### PROBLEM
Pull out every line in the entries below that contains the string "query", keeping the lines in their original order.

»»

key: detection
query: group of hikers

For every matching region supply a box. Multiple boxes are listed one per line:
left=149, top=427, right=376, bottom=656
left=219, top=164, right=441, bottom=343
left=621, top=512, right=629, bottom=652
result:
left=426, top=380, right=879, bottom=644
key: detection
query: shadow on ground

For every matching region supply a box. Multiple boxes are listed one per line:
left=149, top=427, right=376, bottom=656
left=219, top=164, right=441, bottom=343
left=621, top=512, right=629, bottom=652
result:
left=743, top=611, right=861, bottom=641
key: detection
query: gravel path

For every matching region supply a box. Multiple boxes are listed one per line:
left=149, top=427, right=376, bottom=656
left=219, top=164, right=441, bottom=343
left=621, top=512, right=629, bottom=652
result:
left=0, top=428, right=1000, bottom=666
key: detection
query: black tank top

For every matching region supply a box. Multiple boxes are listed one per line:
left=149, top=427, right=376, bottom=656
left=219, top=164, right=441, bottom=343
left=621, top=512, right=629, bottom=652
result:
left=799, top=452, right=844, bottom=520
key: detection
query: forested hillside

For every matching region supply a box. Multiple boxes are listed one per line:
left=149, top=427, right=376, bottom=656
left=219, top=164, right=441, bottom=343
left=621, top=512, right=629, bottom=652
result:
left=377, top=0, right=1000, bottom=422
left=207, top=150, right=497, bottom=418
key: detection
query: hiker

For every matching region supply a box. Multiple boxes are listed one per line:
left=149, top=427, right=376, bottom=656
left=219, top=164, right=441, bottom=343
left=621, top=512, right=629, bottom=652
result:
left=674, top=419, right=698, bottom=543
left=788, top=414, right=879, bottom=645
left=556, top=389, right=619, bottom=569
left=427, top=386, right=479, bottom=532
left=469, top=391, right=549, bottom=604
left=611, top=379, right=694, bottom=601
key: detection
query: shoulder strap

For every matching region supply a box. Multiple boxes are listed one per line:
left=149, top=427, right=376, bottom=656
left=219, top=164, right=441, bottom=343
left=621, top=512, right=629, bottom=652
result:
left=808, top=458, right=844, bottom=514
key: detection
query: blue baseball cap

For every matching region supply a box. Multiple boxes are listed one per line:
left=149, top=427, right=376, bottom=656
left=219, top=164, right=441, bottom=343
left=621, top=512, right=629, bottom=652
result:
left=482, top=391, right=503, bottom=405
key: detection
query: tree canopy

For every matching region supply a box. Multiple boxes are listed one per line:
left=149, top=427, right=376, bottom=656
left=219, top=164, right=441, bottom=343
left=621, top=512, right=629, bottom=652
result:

««

### COMPLETED EXERCISE
query: group of hikers
query: shadow on ground
query: gravel path
query: black tank top
query: forested hillside
query: hiker
query: shoulder strap
query: blue baseball cap
query: tree canopy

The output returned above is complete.